[PROVIDED RECORDS]
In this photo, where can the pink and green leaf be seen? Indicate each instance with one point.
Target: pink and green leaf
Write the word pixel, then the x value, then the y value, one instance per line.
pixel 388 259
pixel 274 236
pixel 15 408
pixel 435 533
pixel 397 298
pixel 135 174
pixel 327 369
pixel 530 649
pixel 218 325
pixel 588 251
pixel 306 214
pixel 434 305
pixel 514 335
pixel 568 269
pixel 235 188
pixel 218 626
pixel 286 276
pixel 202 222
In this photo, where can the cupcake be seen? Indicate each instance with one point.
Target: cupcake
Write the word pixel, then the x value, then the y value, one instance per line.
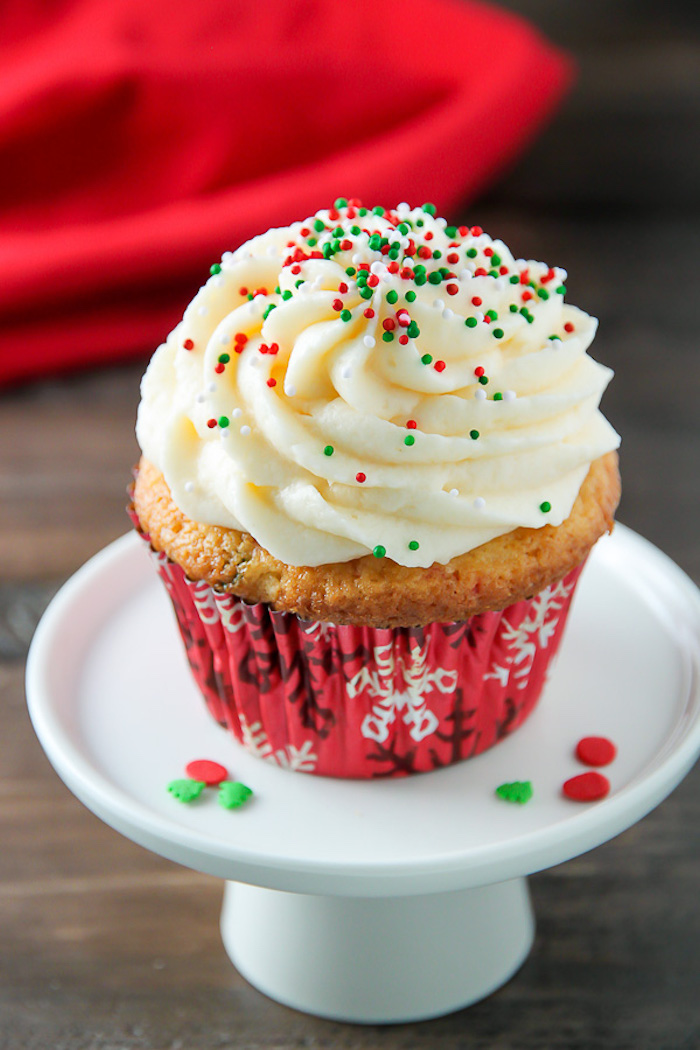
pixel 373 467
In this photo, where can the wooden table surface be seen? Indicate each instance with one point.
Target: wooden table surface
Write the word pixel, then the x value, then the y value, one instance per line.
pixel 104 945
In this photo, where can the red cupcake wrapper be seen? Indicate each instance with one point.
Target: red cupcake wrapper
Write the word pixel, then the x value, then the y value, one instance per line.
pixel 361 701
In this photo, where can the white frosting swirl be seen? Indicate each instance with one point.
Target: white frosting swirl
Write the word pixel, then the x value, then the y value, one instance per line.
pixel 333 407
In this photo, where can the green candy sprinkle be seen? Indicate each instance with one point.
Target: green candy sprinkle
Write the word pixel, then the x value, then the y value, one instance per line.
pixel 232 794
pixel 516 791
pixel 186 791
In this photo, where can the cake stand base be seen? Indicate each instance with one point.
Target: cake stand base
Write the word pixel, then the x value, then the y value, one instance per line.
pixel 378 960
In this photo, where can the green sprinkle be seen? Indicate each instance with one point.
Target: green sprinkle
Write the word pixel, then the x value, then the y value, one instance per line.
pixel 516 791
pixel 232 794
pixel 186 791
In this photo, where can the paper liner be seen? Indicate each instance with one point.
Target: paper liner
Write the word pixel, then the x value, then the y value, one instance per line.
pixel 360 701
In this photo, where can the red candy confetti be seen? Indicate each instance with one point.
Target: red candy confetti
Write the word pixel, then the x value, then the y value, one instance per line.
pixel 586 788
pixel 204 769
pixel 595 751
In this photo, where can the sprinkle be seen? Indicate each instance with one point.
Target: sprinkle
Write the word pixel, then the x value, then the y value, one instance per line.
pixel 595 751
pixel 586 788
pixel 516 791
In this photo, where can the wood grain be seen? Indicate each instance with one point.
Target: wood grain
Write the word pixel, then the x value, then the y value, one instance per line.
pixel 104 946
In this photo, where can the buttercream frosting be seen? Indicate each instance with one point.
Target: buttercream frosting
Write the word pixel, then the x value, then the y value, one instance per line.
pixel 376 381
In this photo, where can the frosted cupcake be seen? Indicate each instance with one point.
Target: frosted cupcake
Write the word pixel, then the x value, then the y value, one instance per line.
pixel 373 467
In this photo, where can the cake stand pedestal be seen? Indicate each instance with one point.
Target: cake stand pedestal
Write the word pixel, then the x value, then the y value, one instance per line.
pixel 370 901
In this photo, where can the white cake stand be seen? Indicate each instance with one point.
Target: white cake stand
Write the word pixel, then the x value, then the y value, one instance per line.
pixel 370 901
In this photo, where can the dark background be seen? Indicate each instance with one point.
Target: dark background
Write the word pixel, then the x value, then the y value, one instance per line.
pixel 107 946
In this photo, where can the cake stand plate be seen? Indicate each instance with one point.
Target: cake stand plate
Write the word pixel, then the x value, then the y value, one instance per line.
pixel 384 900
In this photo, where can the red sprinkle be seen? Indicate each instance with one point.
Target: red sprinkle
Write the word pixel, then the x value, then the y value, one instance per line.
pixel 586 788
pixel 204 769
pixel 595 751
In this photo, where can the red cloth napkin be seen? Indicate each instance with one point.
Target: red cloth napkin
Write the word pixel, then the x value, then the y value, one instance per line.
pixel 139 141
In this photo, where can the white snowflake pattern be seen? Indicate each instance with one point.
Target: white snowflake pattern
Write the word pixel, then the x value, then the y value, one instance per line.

...

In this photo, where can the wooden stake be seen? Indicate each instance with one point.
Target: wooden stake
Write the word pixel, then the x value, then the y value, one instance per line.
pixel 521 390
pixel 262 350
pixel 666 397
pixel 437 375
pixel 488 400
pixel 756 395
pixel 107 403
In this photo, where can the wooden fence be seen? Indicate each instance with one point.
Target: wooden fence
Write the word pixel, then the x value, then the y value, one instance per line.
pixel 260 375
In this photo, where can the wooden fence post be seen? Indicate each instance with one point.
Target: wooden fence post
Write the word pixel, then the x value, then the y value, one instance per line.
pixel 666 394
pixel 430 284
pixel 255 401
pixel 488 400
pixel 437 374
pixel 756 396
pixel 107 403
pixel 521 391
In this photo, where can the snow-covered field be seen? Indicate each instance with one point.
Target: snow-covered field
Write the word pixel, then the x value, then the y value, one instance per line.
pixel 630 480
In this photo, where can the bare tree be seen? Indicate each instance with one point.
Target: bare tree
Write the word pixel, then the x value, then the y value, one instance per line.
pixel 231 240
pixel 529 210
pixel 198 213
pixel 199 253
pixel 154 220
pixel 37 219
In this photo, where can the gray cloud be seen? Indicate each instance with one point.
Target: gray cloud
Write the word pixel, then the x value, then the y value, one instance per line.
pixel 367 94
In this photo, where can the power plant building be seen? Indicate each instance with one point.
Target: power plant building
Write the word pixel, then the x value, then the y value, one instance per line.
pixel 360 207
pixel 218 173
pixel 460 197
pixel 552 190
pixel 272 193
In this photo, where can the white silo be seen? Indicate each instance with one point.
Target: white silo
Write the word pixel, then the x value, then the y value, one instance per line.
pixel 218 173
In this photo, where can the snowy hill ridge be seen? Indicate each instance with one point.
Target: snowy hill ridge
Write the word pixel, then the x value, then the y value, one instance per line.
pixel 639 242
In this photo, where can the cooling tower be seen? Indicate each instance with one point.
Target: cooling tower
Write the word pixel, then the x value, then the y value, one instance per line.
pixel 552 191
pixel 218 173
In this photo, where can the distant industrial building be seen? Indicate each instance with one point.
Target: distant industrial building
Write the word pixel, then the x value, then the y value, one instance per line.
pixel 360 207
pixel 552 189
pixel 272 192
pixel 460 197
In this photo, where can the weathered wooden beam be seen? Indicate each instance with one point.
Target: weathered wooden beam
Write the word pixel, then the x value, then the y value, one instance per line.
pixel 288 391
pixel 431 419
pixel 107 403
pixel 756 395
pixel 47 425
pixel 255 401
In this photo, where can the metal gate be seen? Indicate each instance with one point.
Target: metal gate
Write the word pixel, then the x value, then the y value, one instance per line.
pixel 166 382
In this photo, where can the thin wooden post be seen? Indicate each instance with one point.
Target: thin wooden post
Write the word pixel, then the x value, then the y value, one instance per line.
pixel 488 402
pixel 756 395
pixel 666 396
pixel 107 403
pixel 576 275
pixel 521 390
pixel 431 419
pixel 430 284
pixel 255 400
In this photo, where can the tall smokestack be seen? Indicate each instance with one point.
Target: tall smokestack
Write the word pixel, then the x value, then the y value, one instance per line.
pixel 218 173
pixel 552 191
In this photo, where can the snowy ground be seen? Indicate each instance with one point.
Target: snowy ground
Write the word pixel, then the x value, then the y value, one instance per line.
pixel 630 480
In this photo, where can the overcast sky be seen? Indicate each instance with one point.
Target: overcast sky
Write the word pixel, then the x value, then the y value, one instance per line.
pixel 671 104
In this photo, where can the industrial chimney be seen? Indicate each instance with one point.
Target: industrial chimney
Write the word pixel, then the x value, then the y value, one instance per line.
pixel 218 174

==

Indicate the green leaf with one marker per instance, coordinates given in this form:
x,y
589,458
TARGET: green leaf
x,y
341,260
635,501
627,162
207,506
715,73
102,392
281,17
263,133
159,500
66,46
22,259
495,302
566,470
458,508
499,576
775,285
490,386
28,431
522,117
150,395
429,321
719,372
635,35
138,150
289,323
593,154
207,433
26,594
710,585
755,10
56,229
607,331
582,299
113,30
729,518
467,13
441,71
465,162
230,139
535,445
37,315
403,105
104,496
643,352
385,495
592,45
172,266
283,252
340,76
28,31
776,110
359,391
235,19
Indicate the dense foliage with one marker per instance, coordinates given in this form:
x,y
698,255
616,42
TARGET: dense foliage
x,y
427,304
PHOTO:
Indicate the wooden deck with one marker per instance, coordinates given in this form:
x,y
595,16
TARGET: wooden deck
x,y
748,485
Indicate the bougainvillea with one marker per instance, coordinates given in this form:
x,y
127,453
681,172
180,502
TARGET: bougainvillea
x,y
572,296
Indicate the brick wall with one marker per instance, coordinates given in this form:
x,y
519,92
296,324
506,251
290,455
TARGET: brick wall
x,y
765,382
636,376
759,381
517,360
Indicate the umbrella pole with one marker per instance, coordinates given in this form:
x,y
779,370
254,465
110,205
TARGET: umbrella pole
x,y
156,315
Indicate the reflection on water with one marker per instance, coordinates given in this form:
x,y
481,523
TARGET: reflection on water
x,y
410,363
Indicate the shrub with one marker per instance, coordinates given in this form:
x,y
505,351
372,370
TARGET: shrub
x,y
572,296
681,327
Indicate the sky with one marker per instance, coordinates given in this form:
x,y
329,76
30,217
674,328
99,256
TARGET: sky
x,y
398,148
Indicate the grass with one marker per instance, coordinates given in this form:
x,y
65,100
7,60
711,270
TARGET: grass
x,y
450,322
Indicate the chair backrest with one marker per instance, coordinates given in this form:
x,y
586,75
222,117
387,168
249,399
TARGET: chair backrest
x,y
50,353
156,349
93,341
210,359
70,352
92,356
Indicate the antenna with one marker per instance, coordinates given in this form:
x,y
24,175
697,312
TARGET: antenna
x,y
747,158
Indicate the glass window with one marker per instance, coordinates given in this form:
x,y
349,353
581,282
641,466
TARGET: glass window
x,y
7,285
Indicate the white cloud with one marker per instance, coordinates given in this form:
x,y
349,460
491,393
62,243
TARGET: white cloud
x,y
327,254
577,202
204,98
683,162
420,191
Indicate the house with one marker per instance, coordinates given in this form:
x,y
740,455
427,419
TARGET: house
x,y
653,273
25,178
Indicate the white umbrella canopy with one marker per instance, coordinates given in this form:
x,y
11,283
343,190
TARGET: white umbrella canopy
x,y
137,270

[WORK TASK] What is the number of lines in the listing that hold the word "pink"? Say only that number.

[OUTPUT FOR THIS TASK] 2